# Task directions:
Write out exactly the lines running from the line that includes "[point] every instance of the bell (one" to the end of the data, both ends included, and nothing besides.

# Materials provided:
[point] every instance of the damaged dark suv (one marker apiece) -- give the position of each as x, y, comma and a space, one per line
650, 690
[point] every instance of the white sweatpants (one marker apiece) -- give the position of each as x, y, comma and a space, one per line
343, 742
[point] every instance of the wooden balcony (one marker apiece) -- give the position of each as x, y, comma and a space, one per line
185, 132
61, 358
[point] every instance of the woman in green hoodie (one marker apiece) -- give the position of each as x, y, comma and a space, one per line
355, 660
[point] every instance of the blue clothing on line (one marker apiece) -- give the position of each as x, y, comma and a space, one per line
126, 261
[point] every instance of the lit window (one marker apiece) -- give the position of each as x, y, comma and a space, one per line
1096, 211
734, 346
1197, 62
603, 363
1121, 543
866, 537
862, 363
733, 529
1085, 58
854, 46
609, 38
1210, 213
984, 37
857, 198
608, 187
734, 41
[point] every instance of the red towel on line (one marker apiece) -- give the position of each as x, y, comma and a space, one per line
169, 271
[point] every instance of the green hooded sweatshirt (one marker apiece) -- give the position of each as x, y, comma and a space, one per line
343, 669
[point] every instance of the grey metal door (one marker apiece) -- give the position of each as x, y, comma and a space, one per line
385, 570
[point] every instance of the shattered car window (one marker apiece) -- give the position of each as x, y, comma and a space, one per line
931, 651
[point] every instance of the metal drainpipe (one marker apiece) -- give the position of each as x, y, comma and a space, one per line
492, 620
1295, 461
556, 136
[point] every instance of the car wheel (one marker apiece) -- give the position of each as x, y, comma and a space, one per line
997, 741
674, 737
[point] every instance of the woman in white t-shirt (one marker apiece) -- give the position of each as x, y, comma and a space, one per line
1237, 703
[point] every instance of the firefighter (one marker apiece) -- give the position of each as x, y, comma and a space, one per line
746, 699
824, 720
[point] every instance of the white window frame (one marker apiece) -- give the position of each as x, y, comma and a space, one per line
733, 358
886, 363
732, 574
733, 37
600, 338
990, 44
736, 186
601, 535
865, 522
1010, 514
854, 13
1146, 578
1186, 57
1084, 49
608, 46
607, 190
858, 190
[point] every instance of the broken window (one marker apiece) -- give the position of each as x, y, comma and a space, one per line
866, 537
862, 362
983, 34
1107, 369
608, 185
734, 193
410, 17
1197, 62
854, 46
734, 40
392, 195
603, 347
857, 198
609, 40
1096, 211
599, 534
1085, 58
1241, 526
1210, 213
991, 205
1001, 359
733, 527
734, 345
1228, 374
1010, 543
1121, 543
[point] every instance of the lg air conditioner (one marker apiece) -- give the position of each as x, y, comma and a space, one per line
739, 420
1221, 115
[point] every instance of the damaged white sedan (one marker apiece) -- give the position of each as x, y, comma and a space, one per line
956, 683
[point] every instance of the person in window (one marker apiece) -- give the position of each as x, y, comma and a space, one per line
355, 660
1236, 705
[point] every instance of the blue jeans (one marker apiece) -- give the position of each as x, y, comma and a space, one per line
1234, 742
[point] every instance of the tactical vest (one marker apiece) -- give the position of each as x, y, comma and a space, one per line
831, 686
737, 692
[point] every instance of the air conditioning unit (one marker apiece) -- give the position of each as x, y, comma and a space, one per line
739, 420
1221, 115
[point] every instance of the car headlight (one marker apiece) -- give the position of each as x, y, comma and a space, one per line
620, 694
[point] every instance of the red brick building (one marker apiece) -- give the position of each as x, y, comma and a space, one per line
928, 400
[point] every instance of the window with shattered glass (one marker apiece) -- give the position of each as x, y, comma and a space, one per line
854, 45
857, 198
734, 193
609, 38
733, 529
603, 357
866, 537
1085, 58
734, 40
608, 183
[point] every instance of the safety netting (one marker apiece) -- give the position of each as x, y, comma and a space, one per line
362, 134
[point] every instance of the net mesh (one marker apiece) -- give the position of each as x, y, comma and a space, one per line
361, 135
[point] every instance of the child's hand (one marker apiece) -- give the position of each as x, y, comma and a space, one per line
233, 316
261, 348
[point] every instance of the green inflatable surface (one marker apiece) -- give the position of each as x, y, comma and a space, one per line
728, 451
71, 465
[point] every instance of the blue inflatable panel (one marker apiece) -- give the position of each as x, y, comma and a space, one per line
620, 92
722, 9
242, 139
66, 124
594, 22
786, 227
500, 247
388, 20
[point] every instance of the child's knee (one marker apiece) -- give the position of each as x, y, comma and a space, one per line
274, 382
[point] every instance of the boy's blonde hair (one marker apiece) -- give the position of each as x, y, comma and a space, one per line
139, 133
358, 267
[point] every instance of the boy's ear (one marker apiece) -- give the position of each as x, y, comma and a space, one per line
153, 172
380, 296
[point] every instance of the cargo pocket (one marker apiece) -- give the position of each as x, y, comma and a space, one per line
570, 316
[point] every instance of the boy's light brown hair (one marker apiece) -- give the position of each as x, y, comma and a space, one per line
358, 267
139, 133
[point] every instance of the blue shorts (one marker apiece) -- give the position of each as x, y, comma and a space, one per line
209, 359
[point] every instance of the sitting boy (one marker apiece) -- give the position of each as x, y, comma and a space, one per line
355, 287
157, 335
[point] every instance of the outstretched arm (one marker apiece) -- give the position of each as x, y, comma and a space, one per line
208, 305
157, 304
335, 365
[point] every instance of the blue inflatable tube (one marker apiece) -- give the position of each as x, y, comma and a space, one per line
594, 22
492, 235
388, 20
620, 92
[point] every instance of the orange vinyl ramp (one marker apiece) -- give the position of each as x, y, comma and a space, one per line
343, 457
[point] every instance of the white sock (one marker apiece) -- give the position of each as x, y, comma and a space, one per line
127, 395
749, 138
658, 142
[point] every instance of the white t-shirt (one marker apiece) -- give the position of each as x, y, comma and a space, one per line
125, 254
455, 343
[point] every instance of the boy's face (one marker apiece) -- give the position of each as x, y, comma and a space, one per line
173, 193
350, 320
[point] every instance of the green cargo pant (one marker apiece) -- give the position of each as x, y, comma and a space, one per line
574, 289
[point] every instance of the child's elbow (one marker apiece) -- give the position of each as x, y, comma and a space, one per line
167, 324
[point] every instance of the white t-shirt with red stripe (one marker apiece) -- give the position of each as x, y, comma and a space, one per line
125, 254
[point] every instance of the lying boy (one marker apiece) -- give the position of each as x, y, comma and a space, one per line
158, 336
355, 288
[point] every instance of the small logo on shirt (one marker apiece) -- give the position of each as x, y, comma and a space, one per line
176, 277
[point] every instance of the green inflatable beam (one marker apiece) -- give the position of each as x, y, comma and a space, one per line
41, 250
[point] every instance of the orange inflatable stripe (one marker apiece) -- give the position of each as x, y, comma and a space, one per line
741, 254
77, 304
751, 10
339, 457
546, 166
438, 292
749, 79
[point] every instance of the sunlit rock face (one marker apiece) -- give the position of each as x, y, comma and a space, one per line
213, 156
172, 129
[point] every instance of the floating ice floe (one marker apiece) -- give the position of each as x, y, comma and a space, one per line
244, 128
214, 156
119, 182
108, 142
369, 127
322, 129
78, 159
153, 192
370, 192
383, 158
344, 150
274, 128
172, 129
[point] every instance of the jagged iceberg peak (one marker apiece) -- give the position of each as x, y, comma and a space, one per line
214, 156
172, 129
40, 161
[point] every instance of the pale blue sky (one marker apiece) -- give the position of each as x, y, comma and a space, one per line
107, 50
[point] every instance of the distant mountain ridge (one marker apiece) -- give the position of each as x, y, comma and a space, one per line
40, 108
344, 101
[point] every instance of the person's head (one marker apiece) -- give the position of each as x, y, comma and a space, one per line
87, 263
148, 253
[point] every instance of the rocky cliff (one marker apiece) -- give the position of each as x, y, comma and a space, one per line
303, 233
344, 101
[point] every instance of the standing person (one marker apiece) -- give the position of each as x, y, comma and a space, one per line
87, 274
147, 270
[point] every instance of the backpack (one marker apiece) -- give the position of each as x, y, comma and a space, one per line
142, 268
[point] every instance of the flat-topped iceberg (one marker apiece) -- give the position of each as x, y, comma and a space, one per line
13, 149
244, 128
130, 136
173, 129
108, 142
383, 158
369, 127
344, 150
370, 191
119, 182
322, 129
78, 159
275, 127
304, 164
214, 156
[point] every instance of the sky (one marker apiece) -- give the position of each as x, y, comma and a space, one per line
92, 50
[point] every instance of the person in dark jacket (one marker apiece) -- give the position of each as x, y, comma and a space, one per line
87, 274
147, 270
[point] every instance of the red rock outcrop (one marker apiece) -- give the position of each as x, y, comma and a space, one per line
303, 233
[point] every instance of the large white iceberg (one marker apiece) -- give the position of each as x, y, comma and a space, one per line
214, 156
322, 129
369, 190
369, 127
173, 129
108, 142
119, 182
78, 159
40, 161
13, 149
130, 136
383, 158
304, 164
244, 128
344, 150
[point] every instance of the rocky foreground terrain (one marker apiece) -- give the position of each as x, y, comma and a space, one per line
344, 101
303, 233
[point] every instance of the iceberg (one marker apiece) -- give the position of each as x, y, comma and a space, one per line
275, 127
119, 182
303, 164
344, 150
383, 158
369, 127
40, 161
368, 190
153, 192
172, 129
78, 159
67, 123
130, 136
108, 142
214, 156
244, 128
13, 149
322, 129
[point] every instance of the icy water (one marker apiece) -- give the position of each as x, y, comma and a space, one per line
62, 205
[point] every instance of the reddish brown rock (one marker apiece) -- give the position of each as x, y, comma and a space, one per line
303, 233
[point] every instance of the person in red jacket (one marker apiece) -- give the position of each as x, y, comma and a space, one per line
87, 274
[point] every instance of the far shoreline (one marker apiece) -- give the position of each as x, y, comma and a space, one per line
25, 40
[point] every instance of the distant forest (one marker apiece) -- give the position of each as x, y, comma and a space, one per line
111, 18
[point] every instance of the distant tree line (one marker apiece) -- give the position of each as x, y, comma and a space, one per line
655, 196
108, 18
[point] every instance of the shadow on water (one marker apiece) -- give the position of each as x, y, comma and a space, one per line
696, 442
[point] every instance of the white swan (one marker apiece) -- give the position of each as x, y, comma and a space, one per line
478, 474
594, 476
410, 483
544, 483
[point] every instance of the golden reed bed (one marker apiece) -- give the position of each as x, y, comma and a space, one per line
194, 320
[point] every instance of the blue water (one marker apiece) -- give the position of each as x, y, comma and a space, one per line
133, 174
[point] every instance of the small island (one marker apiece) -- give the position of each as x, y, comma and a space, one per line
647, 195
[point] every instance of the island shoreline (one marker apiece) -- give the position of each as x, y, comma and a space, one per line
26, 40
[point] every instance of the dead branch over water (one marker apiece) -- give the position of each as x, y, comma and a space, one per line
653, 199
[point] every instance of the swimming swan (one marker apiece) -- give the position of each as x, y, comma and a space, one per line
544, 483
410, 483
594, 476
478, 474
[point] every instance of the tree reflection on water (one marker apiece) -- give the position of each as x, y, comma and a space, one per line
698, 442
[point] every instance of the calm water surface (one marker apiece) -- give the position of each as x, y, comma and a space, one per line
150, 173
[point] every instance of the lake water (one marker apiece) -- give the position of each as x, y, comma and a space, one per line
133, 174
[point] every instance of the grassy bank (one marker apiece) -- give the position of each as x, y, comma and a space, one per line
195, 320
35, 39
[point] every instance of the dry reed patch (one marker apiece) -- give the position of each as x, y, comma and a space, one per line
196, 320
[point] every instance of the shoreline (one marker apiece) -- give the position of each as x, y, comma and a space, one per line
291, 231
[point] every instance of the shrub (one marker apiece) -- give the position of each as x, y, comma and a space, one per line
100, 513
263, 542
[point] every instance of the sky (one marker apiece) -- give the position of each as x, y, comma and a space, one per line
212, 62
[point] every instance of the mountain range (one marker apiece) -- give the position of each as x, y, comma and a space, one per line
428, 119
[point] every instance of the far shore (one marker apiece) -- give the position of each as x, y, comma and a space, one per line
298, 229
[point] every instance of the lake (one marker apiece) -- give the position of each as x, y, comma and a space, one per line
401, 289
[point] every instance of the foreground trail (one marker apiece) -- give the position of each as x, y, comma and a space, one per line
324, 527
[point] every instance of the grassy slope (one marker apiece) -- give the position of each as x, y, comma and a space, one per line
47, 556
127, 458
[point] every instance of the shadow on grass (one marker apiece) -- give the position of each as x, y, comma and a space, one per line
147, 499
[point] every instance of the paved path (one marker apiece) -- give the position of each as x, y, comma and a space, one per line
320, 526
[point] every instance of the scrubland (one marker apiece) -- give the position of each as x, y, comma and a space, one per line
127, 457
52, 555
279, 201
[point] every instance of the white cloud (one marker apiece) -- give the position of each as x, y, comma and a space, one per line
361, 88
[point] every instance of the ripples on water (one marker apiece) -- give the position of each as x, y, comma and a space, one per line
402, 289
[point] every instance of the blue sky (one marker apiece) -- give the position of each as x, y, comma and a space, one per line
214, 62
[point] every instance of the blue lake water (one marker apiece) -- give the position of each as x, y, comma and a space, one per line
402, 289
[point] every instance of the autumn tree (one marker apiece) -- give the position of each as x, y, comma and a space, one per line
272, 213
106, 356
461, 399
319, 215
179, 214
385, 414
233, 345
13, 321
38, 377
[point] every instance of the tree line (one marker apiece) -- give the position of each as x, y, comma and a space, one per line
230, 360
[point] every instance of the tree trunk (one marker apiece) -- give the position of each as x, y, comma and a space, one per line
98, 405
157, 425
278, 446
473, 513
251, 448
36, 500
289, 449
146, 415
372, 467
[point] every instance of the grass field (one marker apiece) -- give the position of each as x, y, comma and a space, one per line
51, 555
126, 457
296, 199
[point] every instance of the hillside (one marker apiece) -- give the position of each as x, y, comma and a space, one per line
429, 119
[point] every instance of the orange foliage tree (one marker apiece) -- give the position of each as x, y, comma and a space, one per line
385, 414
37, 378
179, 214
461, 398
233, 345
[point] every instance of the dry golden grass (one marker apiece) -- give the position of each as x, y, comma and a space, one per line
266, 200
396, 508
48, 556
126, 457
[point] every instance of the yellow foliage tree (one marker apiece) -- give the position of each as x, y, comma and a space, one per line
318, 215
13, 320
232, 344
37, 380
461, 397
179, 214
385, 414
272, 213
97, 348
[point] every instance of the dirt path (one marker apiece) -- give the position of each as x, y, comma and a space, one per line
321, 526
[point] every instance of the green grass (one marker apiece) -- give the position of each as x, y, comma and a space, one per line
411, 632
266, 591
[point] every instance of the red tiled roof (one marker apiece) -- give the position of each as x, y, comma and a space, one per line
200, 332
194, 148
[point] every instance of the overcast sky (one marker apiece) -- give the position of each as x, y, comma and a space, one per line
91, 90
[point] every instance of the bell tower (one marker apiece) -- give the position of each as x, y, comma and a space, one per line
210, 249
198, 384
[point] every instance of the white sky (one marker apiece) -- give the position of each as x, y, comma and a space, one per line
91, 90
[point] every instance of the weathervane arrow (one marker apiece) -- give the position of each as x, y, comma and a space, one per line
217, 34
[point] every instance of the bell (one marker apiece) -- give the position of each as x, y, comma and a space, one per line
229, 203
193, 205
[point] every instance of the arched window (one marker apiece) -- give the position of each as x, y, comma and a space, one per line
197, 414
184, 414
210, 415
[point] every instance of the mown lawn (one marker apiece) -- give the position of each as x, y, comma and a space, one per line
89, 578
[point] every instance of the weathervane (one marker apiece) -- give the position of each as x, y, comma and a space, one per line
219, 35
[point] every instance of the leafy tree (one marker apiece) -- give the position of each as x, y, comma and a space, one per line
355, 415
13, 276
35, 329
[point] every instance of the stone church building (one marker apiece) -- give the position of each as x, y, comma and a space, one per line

# Task output:
[point] every instance of the bell (one marker apiece) -- give the position of each as x, y, comma and a space, one per line
229, 203
193, 205
[point] every instance of the arched window (one marker apiece) -- give the position of each as x, y, comma and a space, one per line
197, 414
184, 414
210, 415
[point] every instance of the mown lawn (one marker apiece) -- give the position of each as x, y, comma and a space, one per line
89, 578
[point] every instance of the weathervane (one marker apiece) -- give the position of each as x, y, comma and a space, one per line
219, 35
[point] every instance of the leafy tree (one marker apiece) -- give the position of each as x, y, comma and a space, one per line
355, 415
13, 276
35, 329
[point] every instance of the stone church building (one marker apiece) -- give the position of each as x, y, comma and a space, one per line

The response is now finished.